=== Exercise inputs ===

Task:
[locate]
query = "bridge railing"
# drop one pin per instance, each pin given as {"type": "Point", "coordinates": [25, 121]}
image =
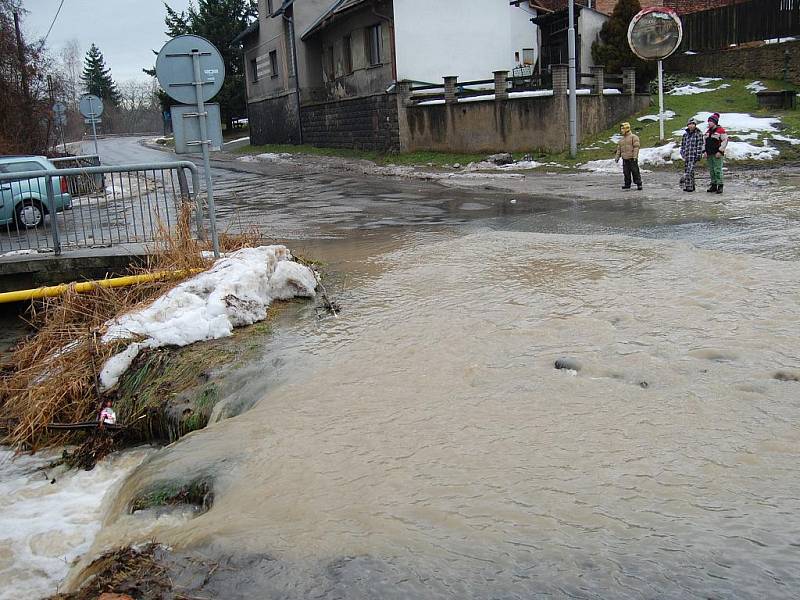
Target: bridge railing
{"type": "Point", "coordinates": [47, 211]}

===

Challenge. Copy every line of the entries above verbatim, omitting the pictures.

Reply.
Task:
[locate]
query = "bridge railing"
# drop one pin per instance, each pin given as {"type": "Point", "coordinates": [25, 121]}
image =
Target: bridge railing
{"type": "Point", "coordinates": [47, 211]}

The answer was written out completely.